[YOUR INSTRUCTIONS] Pick out and copy each line of the material below that contains the word "like". Letter case matters.

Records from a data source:
---+---
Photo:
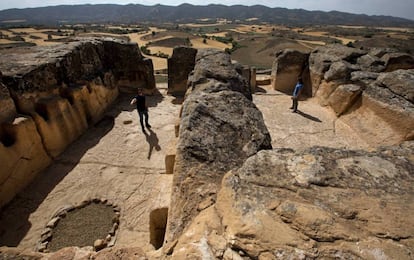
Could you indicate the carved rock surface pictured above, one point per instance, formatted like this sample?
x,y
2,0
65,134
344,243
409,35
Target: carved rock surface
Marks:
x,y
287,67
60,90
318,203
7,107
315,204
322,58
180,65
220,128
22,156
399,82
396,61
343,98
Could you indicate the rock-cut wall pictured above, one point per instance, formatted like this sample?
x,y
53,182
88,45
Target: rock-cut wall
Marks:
---+---
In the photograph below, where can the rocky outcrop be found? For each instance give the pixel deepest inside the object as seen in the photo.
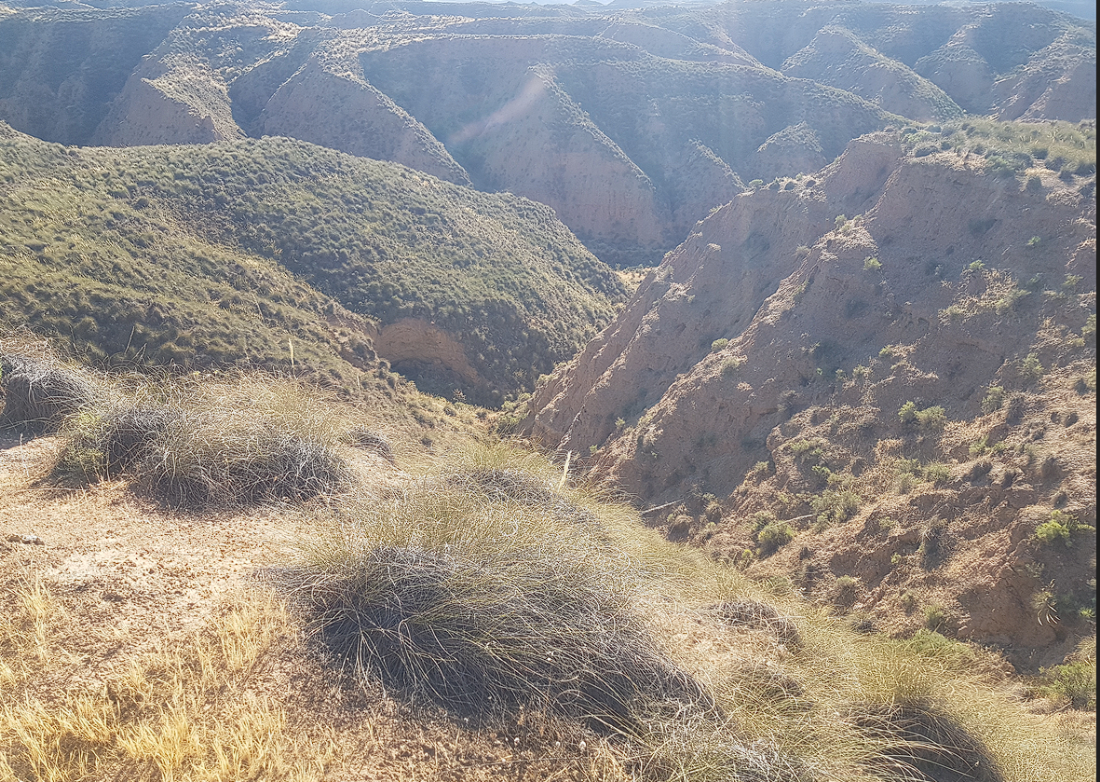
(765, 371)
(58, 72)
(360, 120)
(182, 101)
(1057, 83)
---+---
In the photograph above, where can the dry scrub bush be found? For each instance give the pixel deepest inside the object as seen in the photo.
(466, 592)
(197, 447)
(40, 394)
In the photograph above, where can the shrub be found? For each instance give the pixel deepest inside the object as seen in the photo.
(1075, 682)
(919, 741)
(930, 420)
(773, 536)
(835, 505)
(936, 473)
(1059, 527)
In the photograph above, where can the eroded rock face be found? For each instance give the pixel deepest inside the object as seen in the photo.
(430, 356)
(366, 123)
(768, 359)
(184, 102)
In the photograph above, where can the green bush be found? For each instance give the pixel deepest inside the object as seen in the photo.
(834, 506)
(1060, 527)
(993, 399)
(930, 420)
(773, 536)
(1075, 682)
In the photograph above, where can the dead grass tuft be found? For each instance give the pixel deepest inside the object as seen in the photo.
---+---
[RESULT BELOW]
Could you indicate the carved rock surface pictured above, one point per instance, formatted like this sample?
Could you indicate the rock-cut wall pictured above, one point per instance, formatted like this sample?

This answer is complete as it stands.